§ **EXERCISE REQUIREMENTS**: Write out the full set of records exactly. Any pictures in them do not belong in the copy.

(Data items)
━━━
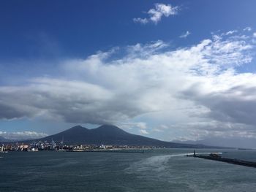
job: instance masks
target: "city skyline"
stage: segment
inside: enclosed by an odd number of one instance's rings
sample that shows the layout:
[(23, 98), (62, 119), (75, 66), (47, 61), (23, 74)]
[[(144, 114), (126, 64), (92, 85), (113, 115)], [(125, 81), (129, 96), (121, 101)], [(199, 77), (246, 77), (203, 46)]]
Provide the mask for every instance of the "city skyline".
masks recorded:
[(113, 124), (255, 147), (254, 1), (15, 2), (0, 7), (0, 136)]

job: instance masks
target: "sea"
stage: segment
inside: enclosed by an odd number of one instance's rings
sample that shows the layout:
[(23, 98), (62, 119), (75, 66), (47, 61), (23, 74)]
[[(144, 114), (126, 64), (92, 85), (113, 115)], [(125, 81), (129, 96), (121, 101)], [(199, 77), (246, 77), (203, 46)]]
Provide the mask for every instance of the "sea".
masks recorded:
[[(256, 150), (198, 149), (256, 161)], [(192, 149), (144, 153), (0, 153), (0, 191), (256, 191), (256, 168), (184, 156)]]

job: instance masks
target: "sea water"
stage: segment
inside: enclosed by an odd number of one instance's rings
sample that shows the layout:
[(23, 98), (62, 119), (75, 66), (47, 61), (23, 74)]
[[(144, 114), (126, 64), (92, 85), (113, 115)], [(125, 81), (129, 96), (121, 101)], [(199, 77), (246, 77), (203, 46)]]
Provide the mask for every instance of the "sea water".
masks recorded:
[[(256, 150), (196, 152), (256, 161)], [(191, 153), (10, 152), (0, 155), (0, 191), (256, 191), (255, 168), (184, 156)]]

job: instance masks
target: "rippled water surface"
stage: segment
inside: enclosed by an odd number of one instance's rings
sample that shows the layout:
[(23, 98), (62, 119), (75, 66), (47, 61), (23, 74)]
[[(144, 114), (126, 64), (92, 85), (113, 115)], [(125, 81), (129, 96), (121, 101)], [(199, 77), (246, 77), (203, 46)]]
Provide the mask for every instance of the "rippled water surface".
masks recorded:
[[(256, 191), (255, 168), (184, 156), (192, 152), (4, 153), (0, 191)], [(256, 161), (256, 150), (197, 152)]]

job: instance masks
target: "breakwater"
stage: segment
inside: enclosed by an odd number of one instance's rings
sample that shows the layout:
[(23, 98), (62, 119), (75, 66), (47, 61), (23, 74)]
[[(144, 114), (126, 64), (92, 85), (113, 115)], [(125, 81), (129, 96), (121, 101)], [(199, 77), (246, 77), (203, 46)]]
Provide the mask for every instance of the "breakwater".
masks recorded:
[(197, 155), (194, 152), (194, 155), (187, 155), (187, 156), (213, 160), (213, 161), (221, 161), (221, 162), (225, 162), (227, 164), (256, 168), (256, 162), (240, 160), (236, 158), (223, 158), (217, 153), (211, 153), (209, 155)]

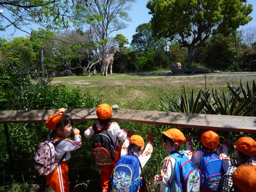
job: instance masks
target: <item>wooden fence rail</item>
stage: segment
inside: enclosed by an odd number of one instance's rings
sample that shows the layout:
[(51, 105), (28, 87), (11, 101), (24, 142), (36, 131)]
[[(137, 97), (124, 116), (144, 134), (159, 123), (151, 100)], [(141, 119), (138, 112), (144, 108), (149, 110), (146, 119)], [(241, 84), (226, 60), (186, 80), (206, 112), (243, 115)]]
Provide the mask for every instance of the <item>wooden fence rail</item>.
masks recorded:
[[(46, 122), (57, 110), (0, 111), (0, 123)], [(97, 119), (95, 109), (68, 110), (74, 121)], [(256, 133), (256, 117), (113, 109), (114, 121)]]

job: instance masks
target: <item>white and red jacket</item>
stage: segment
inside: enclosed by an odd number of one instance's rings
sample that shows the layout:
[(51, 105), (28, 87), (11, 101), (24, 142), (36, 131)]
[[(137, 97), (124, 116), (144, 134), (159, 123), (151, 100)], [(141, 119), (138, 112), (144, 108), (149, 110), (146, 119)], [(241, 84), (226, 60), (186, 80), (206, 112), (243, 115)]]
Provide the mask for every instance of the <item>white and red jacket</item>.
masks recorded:
[[(202, 159), (202, 156), (204, 155), (204, 153), (198, 149), (194, 151), (193, 151), (192, 145), (192, 144), (191, 141), (187, 142), (186, 145), (186, 150), (188, 151), (190, 150), (191, 152), (193, 152), (192, 157), (191, 157), (191, 159), (190, 160), (192, 162), (193, 162), (193, 163), (195, 165), (195, 166), (198, 165), (199, 166), (200, 162), (201, 161), (201, 159)], [(205, 150), (205, 151), (206, 151), (206, 150)], [(219, 158), (220, 158), (220, 155), (221, 154), (225, 154), (226, 155), (228, 155), (229, 148), (226, 145), (223, 144), (221, 145), (220, 147), (216, 148), (216, 152), (217, 154), (219, 155)], [(221, 159), (221, 158), (220, 158), (220, 159)]]
[[(51, 130), (51, 131), (52, 130)], [(47, 141), (50, 141), (52, 140), (54, 143), (55, 143), (60, 137), (53, 138), (51, 136), (51, 133), (48, 136)], [(62, 141), (56, 147), (55, 149), (55, 161), (57, 162), (59, 162), (61, 157), (65, 154), (67, 153), (63, 159), (63, 161), (68, 160), (70, 158), (70, 151), (74, 151), (81, 146), (82, 138), (81, 136), (79, 133), (76, 133), (74, 134), (74, 140), (73, 141), (68, 138), (65, 138), (63, 141)]]
[[(127, 137), (124, 140), (123, 145), (122, 146), (122, 149), (121, 150), (121, 156), (123, 156), (127, 154), (128, 147), (129, 146), (129, 142), (130, 137)], [(153, 138), (149, 138), (147, 144), (146, 145), (146, 148), (143, 151), (143, 153), (140, 154), (138, 157), (139, 162), (140, 162), (140, 165), (141, 165), (142, 168), (143, 168), (146, 163), (149, 159), (149, 158), (150, 158), (150, 157), (151, 156), (151, 155), (152, 154), (153, 152)], [(140, 174), (141, 171), (141, 170), (140, 170)]]
[[(185, 156), (190, 159), (192, 157), (192, 152), (189, 146), (192, 146), (192, 142), (187, 142), (187, 149), (189, 150), (184, 151)], [(160, 192), (165, 192), (165, 188), (169, 183), (169, 181), (173, 179), (173, 173), (174, 172), (174, 165), (176, 163), (176, 159), (171, 156), (167, 156), (164, 159), (163, 162), (163, 165), (161, 170), (161, 174), (155, 175), (155, 182), (160, 184)]]
[[(96, 124), (97, 129), (101, 129), (105, 126), (100, 124), (98, 122)], [(110, 134), (114, 143), (116, 143), (116, 146), (119, 145), (118, 141), (117, 142), (117, 138), (119, 140), (123, 140), (127, 136), (126, 133), (121, 129), (118, 123), (112, 122), (110, 125), (109, 128), (107, 130), (108, 133)], [(84, 136), (87, 138), (91, 138), (94, 135), (94, 130), (92, 128), (92, 125), (84, 131)]]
━━━
§ **RESULT OF THIS EXERCISE**:
job: instance masks
target: "city skyline"
stage: segment
inside: enclosed by an odd number of one instance's rings
sample that shows the layout:
[(23, 98), (62, 119), (75, 66), (47, 61), (23, 74)]
[[(144, 114), (126, 64), (92, 85), (113, 115)], [(125, 81), (129, 96), (121, 101)], [(199, 77), (246, 77), (203, 46)]]
Provide the mask for every instance of the "city skyline".
masks recorded:
[(113, 124), (255, 147), (254, 1), (15, 2), (0, 7), (0, 136)]

job: instance masks
target: "sea"
stage: segment
inside: enclosed by an odd number of one instance's rings
sample that shows the layout:
[(23, 98), (62, 119), (75, 66), (47, 61), (23, 74)]
[[(144, 114), (126, 64), (92, 85), (113, 115)], [(125, 81), (129, 96), (121, 101)], [(199, 77), (246, 77), (203, 46)]]
Provide the mask for every instance of the "sea".
masks recorded:
[[(256, 150), (198, 149), (256, 161)], [(192, 149), (144, 153), (0, 153), (0, 191), (256, 191), (256, 168), (184, 156)]]

job: instance masks
target: "sea water"
stage: segment
inside: enclosed by an odd number of one instance's rings
sample that shows the layout:
[(23, 98), (62, 119), (75, 66), (47, 61), (23, 74)]
[[(144, 114), (126, 64), (92, 85), (113, 115)], [(125, 81), (129, 96), (121, 101)], [(199, 77), (246, 77), (203, 46)]]
Provide the mask for every instance of the "sea water".
masks recorded:
[[(256, 150), (196, 152), (256, 161)], [(191, 153), (10, 152), (0, 155), (0, 191), (256, 191), (255, 168), (184, 156)]]

job: instance masks
target: "rippled water surface"
stage: segment
inside: enclosed by an odd number of one instance's rings
sample that shows the layout:
[(23, 98), (62, 119), (75, 66), (47, 61), (23, 74)]
[[(144, 114), (126, 64), (92, 85), (113, 115)], [(125, 81), (129, 96), (121, 101)], [(199, 77), (246, 77), (203, 46)]]
Provide the mask for every instance of the "rippled water surface".
masks recorded:
[[(256, 191), (255, 168), (184, 156), (192, 152), (4, 153), (0, 191)], [(256, 161), (256, 150), (197, 152)]]

job: instance masks
target: "breakwater"
stage: segment
inside: enclosed by an odd number of one instance's rings
sample that shows the layout:
[(23, 98), (62, 119), (75, 66), (47, 61), (23, 74)]
[[(144, 114), (126, 64), (92, 85), (113, 115)], [(125, 81), (129, 96), (121, 101)], [(199, 77), (246, 77), (203, 46)]]
Provide the mask for every instance of the "breakwater".
masks recorded:
[(197, 155), (194, 152), (194, 155), (187, 155), (187, 156), (213, 160), (213, 161), (221, 161), (221, 162), (225, 162), (227, 164), (256, 168), (256, 162), (240, 160), (236, 158), (223, 158), (217, 153), (211, 153), (209, 155)]

job: instance masks
target: <item>wooden fence rail</item>
stage: segment
inside: enclosed by an odd number of one instance's rings
sample that shows the layout:
[(51, 105), (28, 87), (11, 101), (24, 142), (36, 131)]
[[(137, 97), (124, 116), (144, 134), (159, 123), (151, 100)], [(141, 119), (138, 112), (144, 108), (149, 110), (146, 119)], [(241, 84), (226, 60), (186, 80), (206, 112), (243, 115)]]
Provide the mask for every instance of the <item>wooden fence rail</item>.
masks recorded:
[[(46, 122), (57, 110), (0, 111), (0, 123)], [(97, 119), (95, 109), (68, 110), (74, 121)], [(256, 133), (256, 117), (113, 109), (114, 121)]]

job: instance masks
target: <item>white and red jacket</item>
stage: segment
inside: enclosed by an odd number of one instance's rings
sample that shows the layout:
[(51, 105), (28, 87), (11, 101), (24, 142), (36, 131)]
[[(137, 97), (124, 116), (144, 134), (159, 123), (151, 100)], [(141, 119), (138, 112), (144, 108), (149, 110), (146, 119)], [(241, 84), (226, 60), (186, 80), (206, 112), (243, 115)]]
Provide the mask for every instance of the <item>white and red jacket</item>.
masks recorded:
[[(202, 159), (202, 156), (204, 155), (204, 153), (198, 149), (194, 151), (193, 151), (192, 145), (192, 144), (191, 141), (187, 142), (186, 145), (186, 150), (188, 151), (190, 150), (191, 152), (193, 152), (192, 157), (191, 157), (191, 159), (190, 160), (192, 162), (193, 162), (193, 163), (195, 165), (195, 166), (198, 165), (199, 166), (200, 162), (201, 161), (201, 159)], [(205, 150), (205, 151), (206, 151), (206, 150)], [(219, 158), (220, 158), (220, 155), (221, 154), (225, 154), (226, 155), (228, 155), (229, 148), (226, 145), (223, 144), (221, 145), (220, 147), (216, 148), (216, 152), (217, 154), (219, 155)], [(221, 159), (221, 158), (220, 158), (220, 159)]]
[[(51, 130), (51, 131), (52, 130)], [(47, 141), (50, 141), (52, 140), (54, 143), (55, 143), (60, 137), (53, 138), (51, 136), (51, 133), (48, 136)], [(62, 141), (56, 147), (55, 149), (55, 161), (57, 162), (59, 162), (61, 157), (65, 154), (67, 153), (63, 159), (63, 161), (68, 160), (70, 158), (70, 151), (74, 151), (81, 146), (82, 138), (81, 136), (79, 133), (76, 133), (74, 134), (74, 140), (73, 141), (68, 138), (65, 138), (63, 141)]]
[[(127, 137), (124, 140), (123, 145), (122, 146), (122, 149), (121, 150), (121, 156), (123, 156), (127, 154), (128, 147), (129, 146), (129, 142), (130, 137)], [(153, 138), (149, 138), (147, 144), (146, 145), (146, 148), (143, 151), (143, 153), (140, 154), (138, 157), (139, 162), (140, 162), (140, 165), (141, 165), (142, 168), (143, 168), (146, 163), (149, 159), (149, 158), (150, 158), (150, 157), (151, 156), (151, 155), (152, 154), (153, 152)], [(140, 174), (141, 171), (141, 170), (140, 170)]]
[[(185, 156), (190, 159), (192, 157), (192, 152), (189, 146), (192, 146), (192, 142), (187, 142), (187, 149), (189, 150), (184, 151)], [(160, 192), (165, 192), (165, 188), (169, 183), (169, 181), (173, 179), (173, 173), (174, 172), (174, 165), (176, 163), (176, 159), (171, 156), (167, 156), (164, 159), (163, 162), (163, 165), (161, 170), (161, 174), (155, 175), (155, 182), (160, 184)]]
[[(96, 124), (97, 129), (101, 129), (105, 126), (100, 124), (98, 122)], [(110, 134), (114, 143), (116, 143), (116, 146), (119, 145), (118, 141), (117, 142), (117, 138), (119, 140), (123, 140), (127, 136), (126, 133), (121, 129), (118, 123), (112, 122), (110, 125), (109, 128), (107, 130), (108, 133)], [(84, 136), (87, 138), (91, 138), (94, 135), (94, 130), (92, 128), (92, 125), (84, 131)]]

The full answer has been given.